Report each line in the rows below that contains the word "building".

--- START ---

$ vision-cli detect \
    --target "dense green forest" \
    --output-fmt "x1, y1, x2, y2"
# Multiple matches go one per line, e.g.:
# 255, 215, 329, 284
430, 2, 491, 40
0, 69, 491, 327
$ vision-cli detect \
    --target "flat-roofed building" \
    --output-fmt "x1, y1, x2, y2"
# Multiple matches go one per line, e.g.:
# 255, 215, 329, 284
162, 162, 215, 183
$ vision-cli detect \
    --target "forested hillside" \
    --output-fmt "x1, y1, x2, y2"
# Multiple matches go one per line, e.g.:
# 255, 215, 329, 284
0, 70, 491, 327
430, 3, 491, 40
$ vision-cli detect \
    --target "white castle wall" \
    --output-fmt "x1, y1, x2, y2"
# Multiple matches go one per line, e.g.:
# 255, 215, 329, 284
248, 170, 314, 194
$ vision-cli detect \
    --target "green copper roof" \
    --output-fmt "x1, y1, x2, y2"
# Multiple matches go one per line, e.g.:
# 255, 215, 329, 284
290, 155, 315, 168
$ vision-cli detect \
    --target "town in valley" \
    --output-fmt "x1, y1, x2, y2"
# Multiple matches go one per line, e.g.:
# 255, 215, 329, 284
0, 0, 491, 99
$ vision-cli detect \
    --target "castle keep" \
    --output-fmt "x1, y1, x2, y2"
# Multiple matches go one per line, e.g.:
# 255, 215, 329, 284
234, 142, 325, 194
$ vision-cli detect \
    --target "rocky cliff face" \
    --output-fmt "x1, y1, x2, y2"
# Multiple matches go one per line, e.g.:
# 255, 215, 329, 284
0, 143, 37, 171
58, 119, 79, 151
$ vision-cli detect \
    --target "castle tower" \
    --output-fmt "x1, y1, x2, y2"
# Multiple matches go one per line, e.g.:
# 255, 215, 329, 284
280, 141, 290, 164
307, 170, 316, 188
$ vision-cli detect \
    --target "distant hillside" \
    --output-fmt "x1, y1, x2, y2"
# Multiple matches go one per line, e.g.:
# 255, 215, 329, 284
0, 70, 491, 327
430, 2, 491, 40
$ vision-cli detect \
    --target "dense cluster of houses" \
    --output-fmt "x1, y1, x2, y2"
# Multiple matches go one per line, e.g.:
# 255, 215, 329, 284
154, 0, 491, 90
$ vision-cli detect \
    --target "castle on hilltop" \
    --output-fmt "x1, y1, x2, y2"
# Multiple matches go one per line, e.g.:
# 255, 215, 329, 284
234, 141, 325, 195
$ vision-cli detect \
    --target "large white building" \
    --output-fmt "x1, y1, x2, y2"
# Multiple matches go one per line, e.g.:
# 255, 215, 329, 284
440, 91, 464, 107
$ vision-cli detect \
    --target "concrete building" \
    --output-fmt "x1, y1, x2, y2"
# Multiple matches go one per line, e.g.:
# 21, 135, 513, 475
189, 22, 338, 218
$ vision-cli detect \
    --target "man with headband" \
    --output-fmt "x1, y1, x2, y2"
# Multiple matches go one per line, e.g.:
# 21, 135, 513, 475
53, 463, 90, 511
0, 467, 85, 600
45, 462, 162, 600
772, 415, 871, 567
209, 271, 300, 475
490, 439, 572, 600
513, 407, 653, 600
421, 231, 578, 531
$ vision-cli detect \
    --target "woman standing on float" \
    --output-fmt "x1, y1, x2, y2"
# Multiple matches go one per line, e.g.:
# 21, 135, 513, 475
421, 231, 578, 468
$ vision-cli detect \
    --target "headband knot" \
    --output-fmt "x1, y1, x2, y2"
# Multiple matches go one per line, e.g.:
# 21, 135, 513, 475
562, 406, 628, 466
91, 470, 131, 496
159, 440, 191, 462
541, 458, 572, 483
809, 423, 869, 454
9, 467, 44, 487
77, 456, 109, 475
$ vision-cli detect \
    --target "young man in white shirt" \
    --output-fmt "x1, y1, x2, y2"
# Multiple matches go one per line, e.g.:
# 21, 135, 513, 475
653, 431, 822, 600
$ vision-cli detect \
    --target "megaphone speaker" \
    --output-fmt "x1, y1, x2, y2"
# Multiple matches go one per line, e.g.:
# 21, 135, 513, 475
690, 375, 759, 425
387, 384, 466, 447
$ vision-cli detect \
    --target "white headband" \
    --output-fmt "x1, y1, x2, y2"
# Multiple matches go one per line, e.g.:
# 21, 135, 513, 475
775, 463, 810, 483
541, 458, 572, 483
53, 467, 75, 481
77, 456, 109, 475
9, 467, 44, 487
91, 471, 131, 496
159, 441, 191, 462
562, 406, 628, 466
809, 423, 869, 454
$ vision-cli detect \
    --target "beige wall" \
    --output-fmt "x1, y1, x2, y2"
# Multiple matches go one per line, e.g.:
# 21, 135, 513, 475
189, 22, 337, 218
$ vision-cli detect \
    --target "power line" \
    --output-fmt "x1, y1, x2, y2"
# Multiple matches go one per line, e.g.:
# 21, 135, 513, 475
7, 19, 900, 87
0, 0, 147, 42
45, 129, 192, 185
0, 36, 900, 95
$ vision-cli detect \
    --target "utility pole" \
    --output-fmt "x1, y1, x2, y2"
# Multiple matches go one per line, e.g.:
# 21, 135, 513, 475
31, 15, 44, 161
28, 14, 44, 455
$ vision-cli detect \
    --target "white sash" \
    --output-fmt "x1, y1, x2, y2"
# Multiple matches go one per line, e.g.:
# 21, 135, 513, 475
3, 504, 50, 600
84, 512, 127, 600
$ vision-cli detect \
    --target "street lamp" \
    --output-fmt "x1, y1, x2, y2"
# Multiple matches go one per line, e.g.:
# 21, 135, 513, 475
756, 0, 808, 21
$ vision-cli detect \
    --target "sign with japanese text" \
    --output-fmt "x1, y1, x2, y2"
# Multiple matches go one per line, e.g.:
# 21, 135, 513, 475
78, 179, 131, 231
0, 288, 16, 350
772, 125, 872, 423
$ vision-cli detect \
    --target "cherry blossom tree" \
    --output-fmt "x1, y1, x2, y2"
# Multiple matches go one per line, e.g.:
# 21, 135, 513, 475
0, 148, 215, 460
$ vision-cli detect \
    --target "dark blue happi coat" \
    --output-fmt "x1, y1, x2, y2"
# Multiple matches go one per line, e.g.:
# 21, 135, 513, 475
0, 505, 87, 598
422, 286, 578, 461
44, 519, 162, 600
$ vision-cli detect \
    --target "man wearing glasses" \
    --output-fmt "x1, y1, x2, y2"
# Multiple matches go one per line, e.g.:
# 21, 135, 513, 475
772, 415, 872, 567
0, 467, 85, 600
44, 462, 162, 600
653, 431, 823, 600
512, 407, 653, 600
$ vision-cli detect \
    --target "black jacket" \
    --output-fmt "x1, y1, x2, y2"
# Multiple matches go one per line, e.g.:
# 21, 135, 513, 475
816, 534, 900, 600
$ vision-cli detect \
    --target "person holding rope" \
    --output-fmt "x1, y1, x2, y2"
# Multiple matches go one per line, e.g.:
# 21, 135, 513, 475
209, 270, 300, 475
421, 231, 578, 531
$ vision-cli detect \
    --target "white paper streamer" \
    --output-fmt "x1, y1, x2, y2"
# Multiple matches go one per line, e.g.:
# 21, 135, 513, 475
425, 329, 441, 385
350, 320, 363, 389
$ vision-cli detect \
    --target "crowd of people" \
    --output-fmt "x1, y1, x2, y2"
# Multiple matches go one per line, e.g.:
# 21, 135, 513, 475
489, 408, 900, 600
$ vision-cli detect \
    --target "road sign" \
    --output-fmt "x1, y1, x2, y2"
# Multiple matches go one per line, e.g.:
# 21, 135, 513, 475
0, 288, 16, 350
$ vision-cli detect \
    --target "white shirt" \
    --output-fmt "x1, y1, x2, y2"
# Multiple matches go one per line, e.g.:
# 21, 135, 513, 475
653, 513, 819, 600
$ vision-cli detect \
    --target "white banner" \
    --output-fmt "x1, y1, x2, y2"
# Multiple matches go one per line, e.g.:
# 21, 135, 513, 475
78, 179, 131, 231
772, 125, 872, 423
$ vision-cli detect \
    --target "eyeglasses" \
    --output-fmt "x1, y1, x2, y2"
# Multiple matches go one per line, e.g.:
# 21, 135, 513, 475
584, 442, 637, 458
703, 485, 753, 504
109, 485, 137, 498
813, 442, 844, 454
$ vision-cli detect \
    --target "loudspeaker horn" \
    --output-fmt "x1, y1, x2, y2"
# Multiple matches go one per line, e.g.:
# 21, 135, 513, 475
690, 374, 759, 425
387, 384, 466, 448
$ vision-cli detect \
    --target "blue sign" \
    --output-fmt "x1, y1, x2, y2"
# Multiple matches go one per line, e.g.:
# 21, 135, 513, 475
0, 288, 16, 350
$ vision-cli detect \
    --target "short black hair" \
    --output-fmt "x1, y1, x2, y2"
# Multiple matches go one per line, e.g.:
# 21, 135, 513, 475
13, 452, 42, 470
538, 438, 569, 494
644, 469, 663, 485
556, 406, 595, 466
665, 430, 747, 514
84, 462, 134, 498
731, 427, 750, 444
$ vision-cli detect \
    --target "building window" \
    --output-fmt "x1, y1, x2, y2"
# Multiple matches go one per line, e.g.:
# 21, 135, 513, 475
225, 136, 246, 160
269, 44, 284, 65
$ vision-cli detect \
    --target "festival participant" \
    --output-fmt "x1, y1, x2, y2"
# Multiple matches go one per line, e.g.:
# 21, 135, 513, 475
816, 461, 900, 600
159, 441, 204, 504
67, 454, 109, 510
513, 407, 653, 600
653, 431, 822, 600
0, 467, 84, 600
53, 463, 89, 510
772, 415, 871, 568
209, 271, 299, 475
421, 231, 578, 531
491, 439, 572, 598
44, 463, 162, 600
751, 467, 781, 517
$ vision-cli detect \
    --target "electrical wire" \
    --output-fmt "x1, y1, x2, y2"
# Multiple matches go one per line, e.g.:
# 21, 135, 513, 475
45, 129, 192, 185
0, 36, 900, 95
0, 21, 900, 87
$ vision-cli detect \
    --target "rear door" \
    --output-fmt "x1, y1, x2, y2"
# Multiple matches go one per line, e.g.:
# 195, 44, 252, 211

--- END ---

§ **Exercise answer**
    --target "flat-roofed building" \
    --target "large white building" \
    --target "concrete building" \
    --target "building window" \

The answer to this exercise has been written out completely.